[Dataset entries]
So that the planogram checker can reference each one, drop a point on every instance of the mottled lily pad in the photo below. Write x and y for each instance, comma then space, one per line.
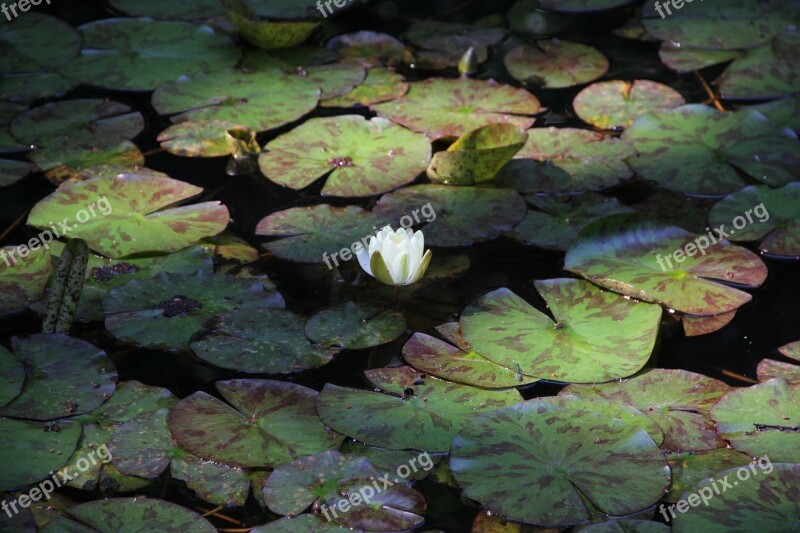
270, 423
758, 213
359, 157
451, 108
152, 52
762, 419
464, 215
556, 64
163, 312
695, 149
679, 401
633, 255
617, 104
566, 454
596, 335
419, 412
133, 214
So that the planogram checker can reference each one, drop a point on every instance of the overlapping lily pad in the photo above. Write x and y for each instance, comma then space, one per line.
464, 215
131, 214
359, 157
451, 108
758, 213
567, 455
419, 412
596, 335
695, 149
270, 423
152, 52
617, 104
679, 401
633, 255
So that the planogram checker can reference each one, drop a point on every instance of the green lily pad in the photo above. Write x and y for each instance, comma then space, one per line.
359, 157
84, 373
270, 423
558, 220
596, 335
679, 401
355, 326
34, 449
36, 43
310, 234
464, 215
764, 501
633, 255
567, 160
477, 156
164, 311
293, 487
696, 149
617, 104
73, 124
556, 64
133, 215
762, 419
444, 108
153, 52
419, 412
776, 224
567, 455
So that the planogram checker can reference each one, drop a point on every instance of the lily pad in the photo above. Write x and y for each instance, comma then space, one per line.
776, 224
596, 335
633, 255
134, 215
679, 401
270, 424
695, 149
566, 454
153, 52
355, 326
164, 311
556, 64
444, 108
84, 373
762, 420
419, 412
477, 156
73, 124
617, 104
359, 157
464, 215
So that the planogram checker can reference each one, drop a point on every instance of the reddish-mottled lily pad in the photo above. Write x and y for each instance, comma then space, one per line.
617, 104
695, 149
130, 214
762, 419
556, 64
596, 335
85, 377
359, 157
679, 401
451, 108
567, 455
270, 423
633, 255
419, 412
758, 213
464, 215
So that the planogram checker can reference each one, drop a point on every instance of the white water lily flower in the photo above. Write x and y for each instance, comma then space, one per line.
395, 257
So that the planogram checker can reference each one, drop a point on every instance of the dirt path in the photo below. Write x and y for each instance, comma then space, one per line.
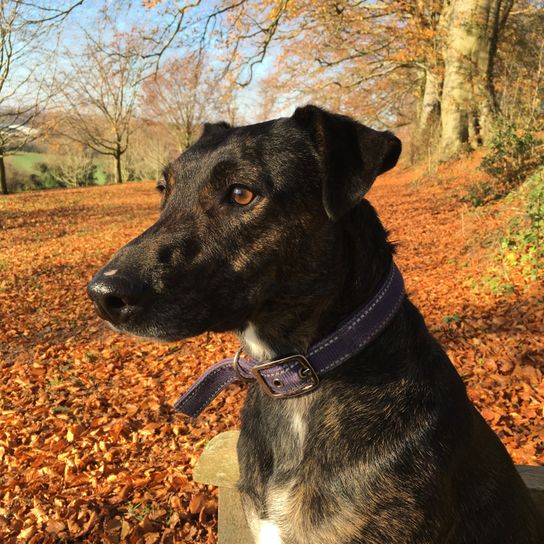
89, 445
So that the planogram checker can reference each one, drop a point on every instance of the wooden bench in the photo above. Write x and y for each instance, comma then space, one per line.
218, 465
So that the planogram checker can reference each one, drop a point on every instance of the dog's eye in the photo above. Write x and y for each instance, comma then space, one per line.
241, 195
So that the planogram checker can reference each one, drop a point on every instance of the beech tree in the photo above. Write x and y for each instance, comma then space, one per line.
430, 63
469, 104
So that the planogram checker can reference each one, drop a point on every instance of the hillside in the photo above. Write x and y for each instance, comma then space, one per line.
89, 443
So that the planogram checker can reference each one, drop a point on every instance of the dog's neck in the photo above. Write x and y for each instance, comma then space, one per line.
344, 277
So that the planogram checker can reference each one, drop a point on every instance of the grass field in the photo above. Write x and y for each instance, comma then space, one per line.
90, 447
27, 164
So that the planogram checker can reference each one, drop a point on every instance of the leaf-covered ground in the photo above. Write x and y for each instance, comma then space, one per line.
90, 448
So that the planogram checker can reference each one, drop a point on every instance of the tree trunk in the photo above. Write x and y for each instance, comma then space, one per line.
3, 179
469, 108
430, 103
118, 168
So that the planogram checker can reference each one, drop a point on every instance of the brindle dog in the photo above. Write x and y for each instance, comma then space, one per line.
264, 230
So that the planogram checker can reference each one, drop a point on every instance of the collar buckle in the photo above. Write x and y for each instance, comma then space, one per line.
287, 377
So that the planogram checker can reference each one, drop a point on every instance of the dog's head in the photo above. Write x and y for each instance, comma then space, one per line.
244, 212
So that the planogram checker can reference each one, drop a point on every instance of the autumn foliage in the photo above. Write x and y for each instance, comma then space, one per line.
90, 447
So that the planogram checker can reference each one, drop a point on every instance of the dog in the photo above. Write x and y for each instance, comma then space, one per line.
264, 230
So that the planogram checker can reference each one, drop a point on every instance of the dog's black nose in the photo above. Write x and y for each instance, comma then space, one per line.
116, 298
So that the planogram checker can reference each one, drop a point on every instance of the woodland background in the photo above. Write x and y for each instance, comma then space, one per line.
102, 93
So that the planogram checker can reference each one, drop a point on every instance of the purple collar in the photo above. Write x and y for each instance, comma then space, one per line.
299, 374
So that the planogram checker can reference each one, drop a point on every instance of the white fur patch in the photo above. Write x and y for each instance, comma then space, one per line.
256, 347
299, 427
268, 533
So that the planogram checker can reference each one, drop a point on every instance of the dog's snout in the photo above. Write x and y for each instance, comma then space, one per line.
116, 298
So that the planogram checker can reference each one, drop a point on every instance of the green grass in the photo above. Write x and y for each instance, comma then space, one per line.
27, 162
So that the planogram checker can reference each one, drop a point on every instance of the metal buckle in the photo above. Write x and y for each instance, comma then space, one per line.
236, 364
306, 370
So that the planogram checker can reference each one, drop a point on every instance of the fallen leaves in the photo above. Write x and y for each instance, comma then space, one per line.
90, 447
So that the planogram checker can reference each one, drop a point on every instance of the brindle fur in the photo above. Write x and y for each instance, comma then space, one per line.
388, 449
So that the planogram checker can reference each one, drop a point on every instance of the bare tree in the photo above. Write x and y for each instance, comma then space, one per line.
183, 94
25, 28
100, 94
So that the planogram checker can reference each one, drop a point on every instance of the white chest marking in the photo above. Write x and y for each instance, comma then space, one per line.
256, 347
268, 533
299, 427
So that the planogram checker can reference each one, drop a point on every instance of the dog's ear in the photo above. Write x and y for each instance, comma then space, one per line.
352, 155
209, 130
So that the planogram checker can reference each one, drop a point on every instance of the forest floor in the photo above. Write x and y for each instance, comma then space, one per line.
90, 447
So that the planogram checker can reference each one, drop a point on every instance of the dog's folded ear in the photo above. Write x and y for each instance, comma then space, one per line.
352, 156
209, 130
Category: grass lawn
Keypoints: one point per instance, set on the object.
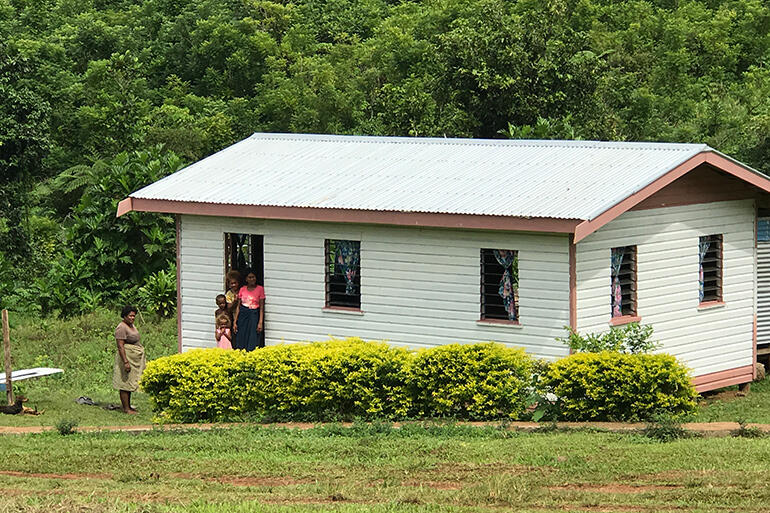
(380, 469)
(85, 347)
(364, 468)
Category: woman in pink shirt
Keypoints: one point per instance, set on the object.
(250, 315)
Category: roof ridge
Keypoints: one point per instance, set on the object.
(534, 143)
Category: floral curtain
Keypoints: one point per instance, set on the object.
(703, 247)
(347, 257)
(616, 262)
(506, 291)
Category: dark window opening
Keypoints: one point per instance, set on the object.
(623, 281)
(343, 273)
(710, 272)
(499, 284)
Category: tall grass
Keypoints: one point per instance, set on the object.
(84, 346)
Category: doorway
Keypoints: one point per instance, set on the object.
(245, 251)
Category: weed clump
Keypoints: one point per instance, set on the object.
(665, 427)
(66, 426)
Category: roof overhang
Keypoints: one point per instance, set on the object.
(579, 228)
(715, 159)
(428, 219)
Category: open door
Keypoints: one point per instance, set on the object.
(246, 251)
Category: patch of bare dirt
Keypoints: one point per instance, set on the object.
(614, 488)
(436, 485)
(725, 395)
(261, 481)
(477, 470)
(36, 475)
(245, 480)
(329, 499)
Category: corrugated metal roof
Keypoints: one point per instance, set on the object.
(526, 178)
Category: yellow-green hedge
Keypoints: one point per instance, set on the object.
(476, 381)
(339, 379)
(344, 379)
(618, 386)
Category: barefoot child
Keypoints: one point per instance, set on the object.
(222, 308)
(223, 334)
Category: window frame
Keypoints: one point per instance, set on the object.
(484, 293)
(330, 272)
(628, 287)
(717, 260)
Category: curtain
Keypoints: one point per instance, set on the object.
(506, 291)
(347, 257)
(703, 247)
(616, 262)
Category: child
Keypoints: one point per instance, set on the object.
(231, 296)
(221, 307)
(224, 337)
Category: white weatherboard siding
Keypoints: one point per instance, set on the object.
(707, 340)
(763, 292)
(420, 287)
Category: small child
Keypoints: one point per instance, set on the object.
(231, 296)
(221, 307)
(224, 337)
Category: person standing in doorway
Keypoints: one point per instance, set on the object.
(250, 316)
(129, 360)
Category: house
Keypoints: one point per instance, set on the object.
(426, 241)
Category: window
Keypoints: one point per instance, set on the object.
(623, 282)
(244, 251)
(500, 284)
(710, 258)
(763, 225)
(343, 273)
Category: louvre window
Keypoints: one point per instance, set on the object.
(710, 257)
(499, 284)
(343, 273)
(623, 283)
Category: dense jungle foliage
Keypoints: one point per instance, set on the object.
(100, 97)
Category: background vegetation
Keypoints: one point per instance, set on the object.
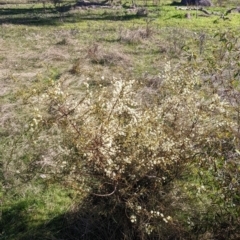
(119, 122)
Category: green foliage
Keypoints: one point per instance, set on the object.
(127, 152)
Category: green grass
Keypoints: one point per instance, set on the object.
(35, 46)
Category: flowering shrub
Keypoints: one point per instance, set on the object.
(127, 157)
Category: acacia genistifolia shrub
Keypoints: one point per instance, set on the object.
(136, 162)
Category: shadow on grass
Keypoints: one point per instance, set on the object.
(55, 16)
(83, 225)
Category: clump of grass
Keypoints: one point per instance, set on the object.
(100, 55)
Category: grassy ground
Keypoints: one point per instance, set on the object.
(91, 45)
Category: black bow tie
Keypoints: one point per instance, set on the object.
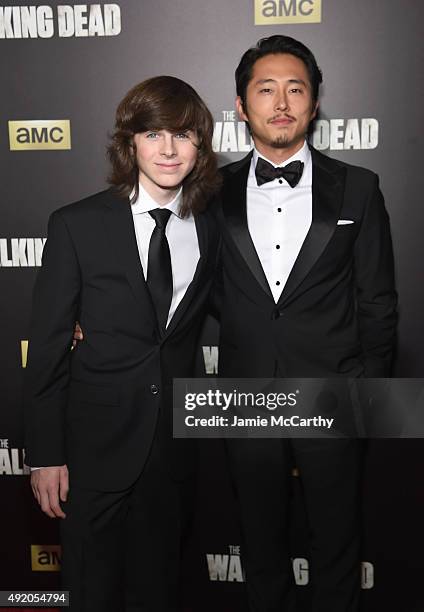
(266, 172)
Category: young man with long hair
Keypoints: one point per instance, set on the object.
(134, 265)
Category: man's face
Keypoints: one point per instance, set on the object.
(164, 160)
(279, 105)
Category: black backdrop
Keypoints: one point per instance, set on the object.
(74, 63)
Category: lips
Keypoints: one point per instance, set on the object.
(168, 166)
(281, 121)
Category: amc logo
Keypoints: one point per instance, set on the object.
(270, 12)
(45, 557)
(39, 135)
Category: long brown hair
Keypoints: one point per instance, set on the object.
(164, 103)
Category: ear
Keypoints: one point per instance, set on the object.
(240, 110)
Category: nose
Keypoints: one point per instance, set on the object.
(281, 102)
(168, 148)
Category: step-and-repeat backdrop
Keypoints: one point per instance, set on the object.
(64, 68)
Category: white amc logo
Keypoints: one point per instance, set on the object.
(39, 135)
(270, 12)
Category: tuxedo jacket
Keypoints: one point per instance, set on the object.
(336, 315)
(97, 408)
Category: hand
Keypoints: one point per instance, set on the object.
(78, 335)
(48, 485)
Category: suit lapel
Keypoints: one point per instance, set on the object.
(328, 180)
(120, 227)
(235, 213)
(203, 238)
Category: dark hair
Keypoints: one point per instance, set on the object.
(164, 103)
(272, 45)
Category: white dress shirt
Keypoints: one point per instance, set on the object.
(182, 240)
(278, 218)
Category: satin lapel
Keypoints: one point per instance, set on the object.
(235, 213)
(203, 238)
(120, 227)
(328, 180)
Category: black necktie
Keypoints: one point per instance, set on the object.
(159, 270)
(266, 172)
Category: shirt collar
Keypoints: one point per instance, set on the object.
(304, 154)
(145, 202)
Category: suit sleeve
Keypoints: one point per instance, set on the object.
(375, 284)
(54, 312)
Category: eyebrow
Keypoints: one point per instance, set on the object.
(297, 81)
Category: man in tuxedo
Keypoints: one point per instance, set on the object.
(134, 265)
(307, 291)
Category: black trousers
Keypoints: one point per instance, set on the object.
(330, 478)
(122, 550)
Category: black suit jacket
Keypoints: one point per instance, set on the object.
(336, 315)
(97, 408)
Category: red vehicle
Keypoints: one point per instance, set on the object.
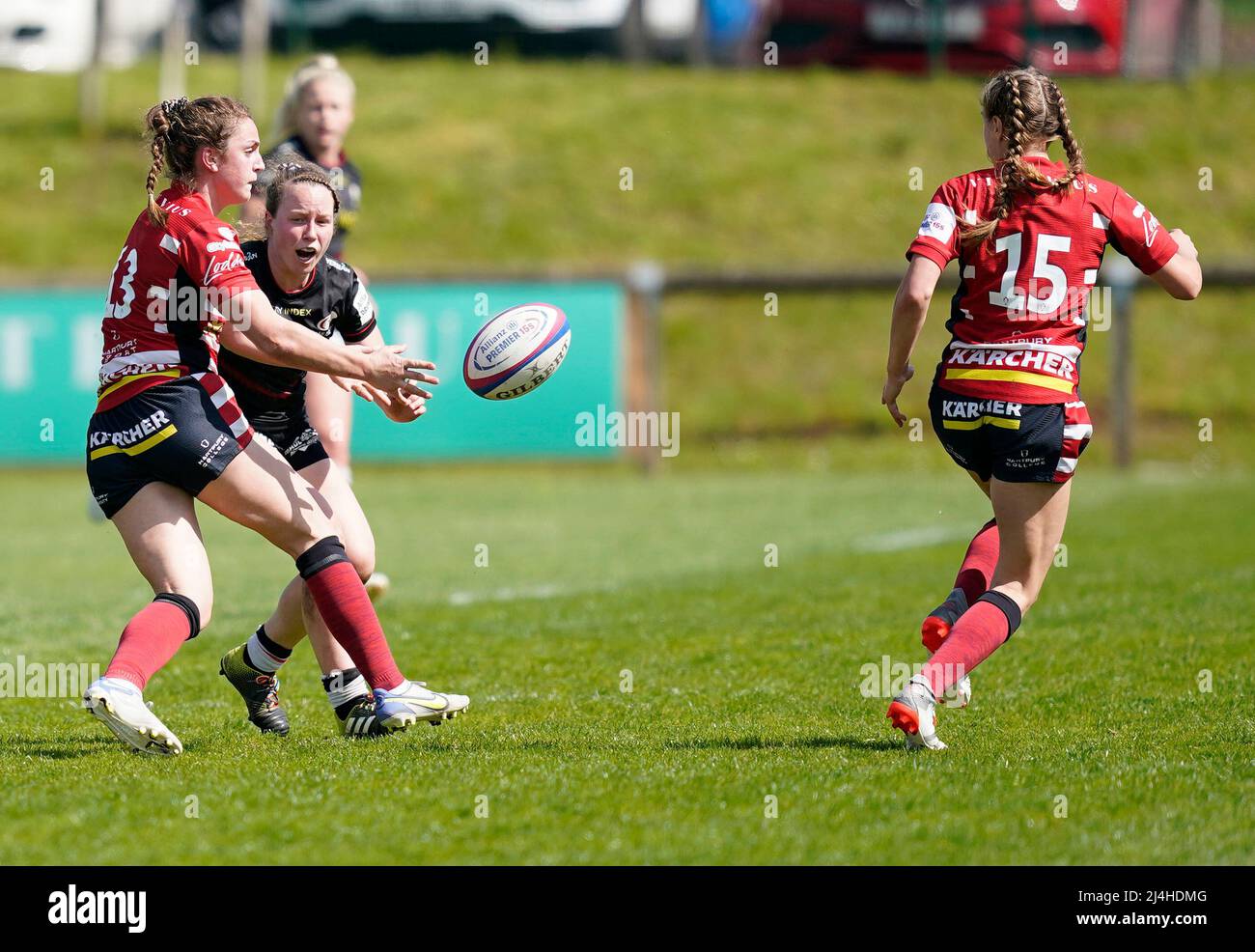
(967, 36)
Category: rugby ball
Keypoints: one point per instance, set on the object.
(517, 350)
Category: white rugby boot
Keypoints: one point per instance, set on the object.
(412, 701)
(121, 706)
(914, 714)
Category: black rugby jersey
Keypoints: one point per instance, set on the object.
(333, 300)
(346, 178)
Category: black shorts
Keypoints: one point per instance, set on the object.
(1015, 442)
(182, 433)
(292, 434)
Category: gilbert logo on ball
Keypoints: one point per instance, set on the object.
(517, 350)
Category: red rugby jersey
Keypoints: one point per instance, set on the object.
(164, 295)
(1018, 320)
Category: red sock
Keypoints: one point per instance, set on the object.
(983, 627)
(977, 572)
(343, 602)
(149, 641)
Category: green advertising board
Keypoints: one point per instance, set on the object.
(50, 354)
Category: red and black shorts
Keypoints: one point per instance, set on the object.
(182, 433)
(293, 434)
(1015, 442)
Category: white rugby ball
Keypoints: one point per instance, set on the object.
(517, 350)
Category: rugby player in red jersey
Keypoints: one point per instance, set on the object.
(1028, 235)
(293, 266)
(167, 429)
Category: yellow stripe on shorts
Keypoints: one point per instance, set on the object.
(138, 447)
(133, 377)
(1032, 379)
(977, 424)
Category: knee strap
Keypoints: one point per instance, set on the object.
(1007, 605)
(321, 555)
(189, 609)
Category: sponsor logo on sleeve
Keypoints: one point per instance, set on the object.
(939, 222)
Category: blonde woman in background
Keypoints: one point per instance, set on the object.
(314, 121)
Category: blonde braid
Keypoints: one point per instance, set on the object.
(158, 124)
(1071, 146)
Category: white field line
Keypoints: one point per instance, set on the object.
(898, 540)
(904, 539)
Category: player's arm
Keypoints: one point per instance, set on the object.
(398, 406)
(290, 345)
(1183, 275)
(1168, 259)
(910, 310)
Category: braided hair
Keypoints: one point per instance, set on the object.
(177, 129)
(1032, 109)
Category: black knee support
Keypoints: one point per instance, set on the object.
(318, 556)
(189, 609)
(1007, 606)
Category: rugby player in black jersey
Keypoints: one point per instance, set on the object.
(306, 285)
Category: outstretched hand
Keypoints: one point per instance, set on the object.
(890, 392)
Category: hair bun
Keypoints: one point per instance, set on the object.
(174, 108)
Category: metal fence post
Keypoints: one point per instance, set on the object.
(1122, 276)
(644, 283)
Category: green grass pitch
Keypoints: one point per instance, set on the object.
(744, 738)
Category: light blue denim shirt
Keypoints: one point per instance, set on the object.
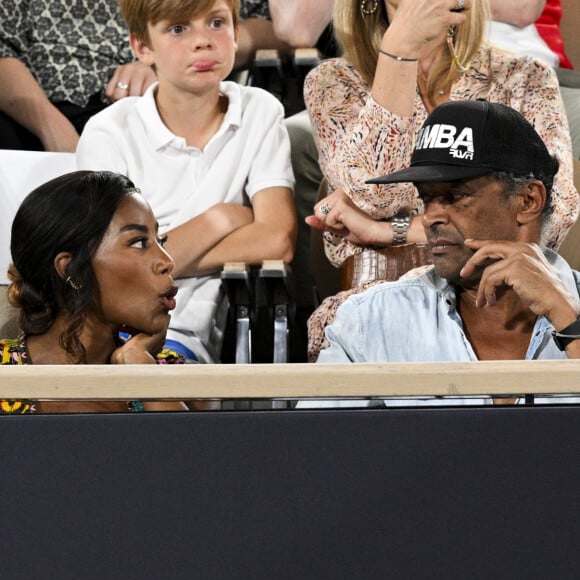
(416, 320)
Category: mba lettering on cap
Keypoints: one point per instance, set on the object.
(441, 136)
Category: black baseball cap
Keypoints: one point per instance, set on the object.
(465, 139)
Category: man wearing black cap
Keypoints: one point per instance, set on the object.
(485, 178)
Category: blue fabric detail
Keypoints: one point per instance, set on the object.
(170, 345)
(179, 349)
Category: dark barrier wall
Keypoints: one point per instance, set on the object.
(431, 493)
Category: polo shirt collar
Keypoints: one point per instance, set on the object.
(160, 136)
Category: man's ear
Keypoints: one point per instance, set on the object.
(141, 50)
(532, 199)
(61, 263)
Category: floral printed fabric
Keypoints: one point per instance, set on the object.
(358, 139)
(14, 352)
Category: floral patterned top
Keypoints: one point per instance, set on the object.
(358, 139)
(15, 352)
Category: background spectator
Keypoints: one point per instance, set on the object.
(60, 63)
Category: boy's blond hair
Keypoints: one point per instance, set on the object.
(139, 13)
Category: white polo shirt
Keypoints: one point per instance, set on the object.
(249, 152)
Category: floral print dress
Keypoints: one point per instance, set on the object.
(357, 139)
(15, 352)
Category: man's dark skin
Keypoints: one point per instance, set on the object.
(486, 244)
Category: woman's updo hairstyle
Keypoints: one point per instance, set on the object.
(68, 214)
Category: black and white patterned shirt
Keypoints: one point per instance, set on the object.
(254, 9)
(72, 47)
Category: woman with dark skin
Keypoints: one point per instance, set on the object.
(88, 264)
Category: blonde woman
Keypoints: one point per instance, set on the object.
(401, 58)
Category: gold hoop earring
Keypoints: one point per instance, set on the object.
(368, 7)
(71, 283)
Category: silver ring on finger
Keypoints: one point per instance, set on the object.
(325, 209)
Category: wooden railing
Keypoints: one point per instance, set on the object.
(287, 381)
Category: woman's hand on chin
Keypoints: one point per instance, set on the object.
(141, 348)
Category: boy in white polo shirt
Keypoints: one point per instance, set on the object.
(212, 157)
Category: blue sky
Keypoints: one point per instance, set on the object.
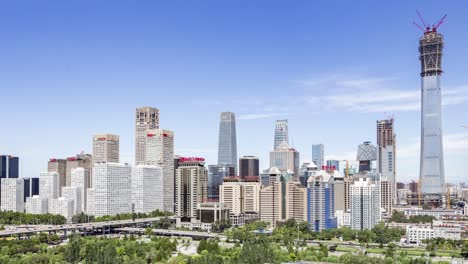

* [Work request] The answer should consist only of the lines above from the one with "Category: tuxedo jacket" through the one with "Category: gilbert logo on ball", repeated exactly, with no pictures among them.

* [Solution for this exercise]
Category: tuxedo jacket
Keypoints: one point per instance, set on the object.
(336, 315)
(97, 408)
Category: hand
Keypoints: one point per instance, set on the object.
(78, 335)
(48, 485)
Category: suit lapel
Keypoints: one point per instance, set on the object.
(328, 180)
(120, 227)
(235, 213)
(203, 238)
Category: dark hair
Keypoints: one point per instance, set on the object.
(164, 103)
(272, 45)
Category: white dress shirt
Keypoints: one point per instance, set on the object.
(182, 240)
(278, 218)
Category: satin lapel
Keypoints: one point per instance, set on the object.
(235, 213)
(203, 238)
(120, 227)
(328, 180)
Category: black necktie
Keypoints: one point per instance, set on the object.
(159, 270)
(266, 172)
Category: shirt collar
Keypoints: one point per instance, set on the object.
(304, 154)
(145, 202)
Category: suit sleeve
Keypoints: one point per instance, set on the object.
(375, 284)
(54, 312)
Category: eyebrow
Keypoints: one point per instance, set on the object.
(297, 81)
Category: man in tuxedo
Keypoints: one point per instance, set on the object.
(134, 265)
(307, 291)
Category: black trousers
Keypoints: one point per instance, set on the object.
(330, 478)
(122, 550)
Category: black suit jacket
Keypoints: one point per instance, set on the object.
(336, 315)
(97, 408)
Category: red vehicle
Keypoints: one point per instance, set on the object.
(967, 36)
Category: rugby ball
Keypoints: one point per instance, set on the object.
(517, 350)
Category: white rugby boot
Keypoints: one point per instance, set on the object.
(412, 701)
(121, 706)
(914, 714)
Category: black rugby jersey
Keypoints: one point per instance, set on the object.
(333, 300)
(346, 178)
Category: black shorts
Keypoints: one point per instance, set on the object.
(1015, 442)
(182, 433)
(292, 434)
Category: gilbert logo on ball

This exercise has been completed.